Le commissaire européen au commerce, Peter Mandelson, n’est pas venu au dîner organisé à l'Elysée, mardi 1er juillet, officiellement pour un problème d'agenda. Avait-il peur de se faire insulter devant témoins, une fois de plus?
En effet, lors du dernier sommet européen de Bruxelles, Nicolas Sarkozy avait comparé l’ancien ministre travailliste de Tony Blair à un affameur d’enfant. « Il y a un enfant toutes les 30 secondes qui meurt parce qu'il a faim et on irait négocier dans le cadre de l'OMC une réduction de la production européenne de 20% ? Il y a une personne qui est de cet avis, c'est M. Mandelson », avait-il déclaré, jeudi 19 juin, lors d'une conférence de presse improvisée.

•••

● DÉFI A: Reproduisez à l'identique, s'il vous plaît, les lignes de données à partir de celle qui contient « the wooden crate » et jusqu'à la dernière ligne de données.

● Relevés d'identification de positions:
•••

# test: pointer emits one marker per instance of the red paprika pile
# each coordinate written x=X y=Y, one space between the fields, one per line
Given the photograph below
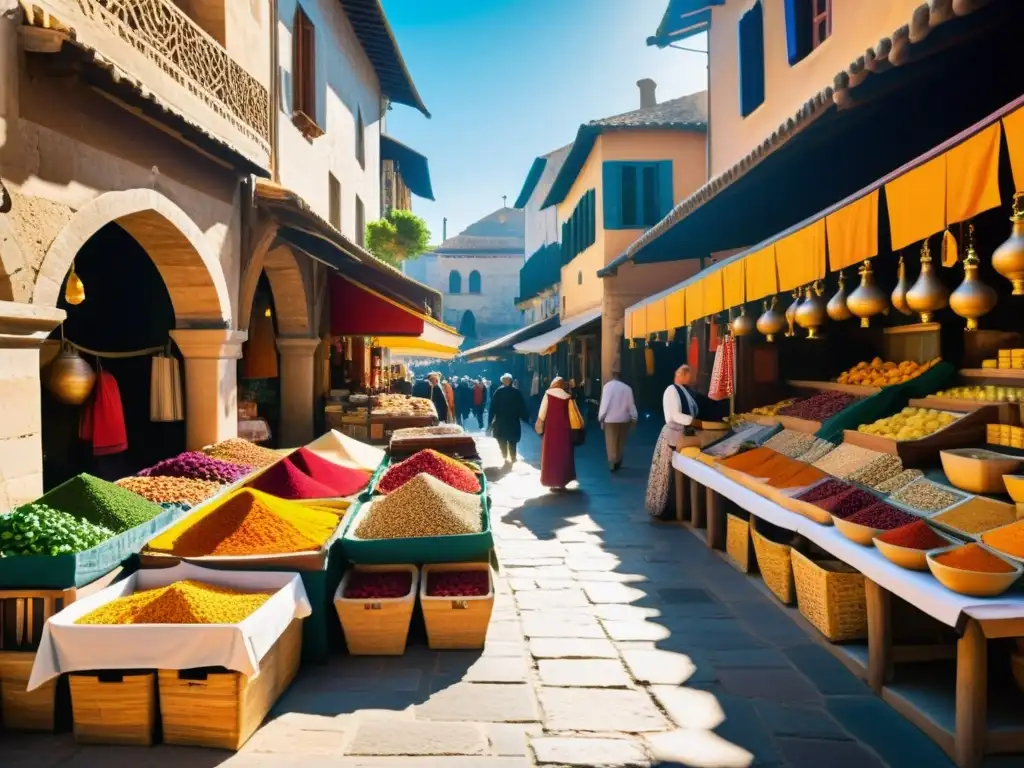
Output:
x=918 y=535
x=430 y=462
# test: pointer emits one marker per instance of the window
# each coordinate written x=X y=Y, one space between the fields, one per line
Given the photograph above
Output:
x=808 y=25
x=334 y=201
x=304 y=67
x=360 y=139
x=637 y=196
x=360 y=222
x=752 y=59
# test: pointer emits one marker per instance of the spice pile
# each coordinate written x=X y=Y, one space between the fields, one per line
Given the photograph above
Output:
x=974 y=557
x=88 y=498
x=450 y=471
x=918 y=535
x=181 y=602
x=198 y=466
x=238 y=451
x=170 y=489
x=422 y=507
x=38 y=529
x=249 y=522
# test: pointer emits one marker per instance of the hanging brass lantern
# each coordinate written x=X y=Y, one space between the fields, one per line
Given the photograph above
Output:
x=899 y=293
x=811 y=314
x=1008 y=259
x=927 y=295
x=868 y=299
x=75 y=290
x=837 y=307
x=71 y=379
x=973 y=299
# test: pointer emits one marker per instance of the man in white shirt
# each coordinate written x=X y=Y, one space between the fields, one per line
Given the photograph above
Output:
x=616 y=415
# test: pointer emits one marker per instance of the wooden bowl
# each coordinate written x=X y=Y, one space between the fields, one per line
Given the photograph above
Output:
x=978 y=471
x=973 y=583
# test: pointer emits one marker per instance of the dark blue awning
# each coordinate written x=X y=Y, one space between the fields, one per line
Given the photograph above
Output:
x=411 y=165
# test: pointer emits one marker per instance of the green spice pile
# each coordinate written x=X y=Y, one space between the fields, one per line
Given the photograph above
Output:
x=38 y=529
x=88 y=498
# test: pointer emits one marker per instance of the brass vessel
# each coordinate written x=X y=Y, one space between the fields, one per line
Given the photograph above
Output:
x=1008 y=259
x=898 y=297
x=71 y=379
x=927 y=295
x=811 y=314
x=868 y=299
x=771 y=322
x=973 y=299
x=837 y=307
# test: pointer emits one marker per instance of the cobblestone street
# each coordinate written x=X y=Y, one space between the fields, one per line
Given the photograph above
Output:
x=613 y=642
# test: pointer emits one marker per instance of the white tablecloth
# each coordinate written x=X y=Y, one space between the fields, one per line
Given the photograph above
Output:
x=918 y=588
x=67 y=646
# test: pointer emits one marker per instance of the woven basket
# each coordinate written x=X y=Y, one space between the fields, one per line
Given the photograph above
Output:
x=775 y=566
x=830 y=596
x=737 y=542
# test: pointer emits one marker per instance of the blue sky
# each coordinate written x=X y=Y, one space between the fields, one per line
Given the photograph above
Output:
x=508 y=80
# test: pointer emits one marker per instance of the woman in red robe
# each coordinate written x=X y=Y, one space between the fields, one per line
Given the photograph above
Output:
x=557 y=462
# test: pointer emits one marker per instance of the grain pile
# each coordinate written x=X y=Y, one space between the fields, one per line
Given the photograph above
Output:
x=181 y=602
x=424 y=506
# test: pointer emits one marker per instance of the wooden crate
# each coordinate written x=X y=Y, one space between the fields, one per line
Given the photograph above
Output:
x=456 y=623
x=221 y=710
x=114 y=708
x=376 y=628
x=22 y=710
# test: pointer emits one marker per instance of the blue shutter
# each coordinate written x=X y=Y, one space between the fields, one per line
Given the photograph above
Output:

•••

● DÉFI B: Citez toutes les personnes nommées dans l'extrait.

● RÉPONSE A:
# test: pointer emits one marker per instance of the wooden crate
# each coordinate written x=X y=Y, one space between the fields, one per line
Given the photograph above
Output:
x=456 y=623
x=221 y=710
x=114 y=708
x=376 y=628
x=22 y=710
# test: pointer emits one marker per instance of the blue shutter
# each coordinate written x=X y=Y, one space between the fields, one per line
Given the photograph above
Output:

● RÉPONSE B: Peter Mandelson, Nicolas Sarkozy, Tony Blair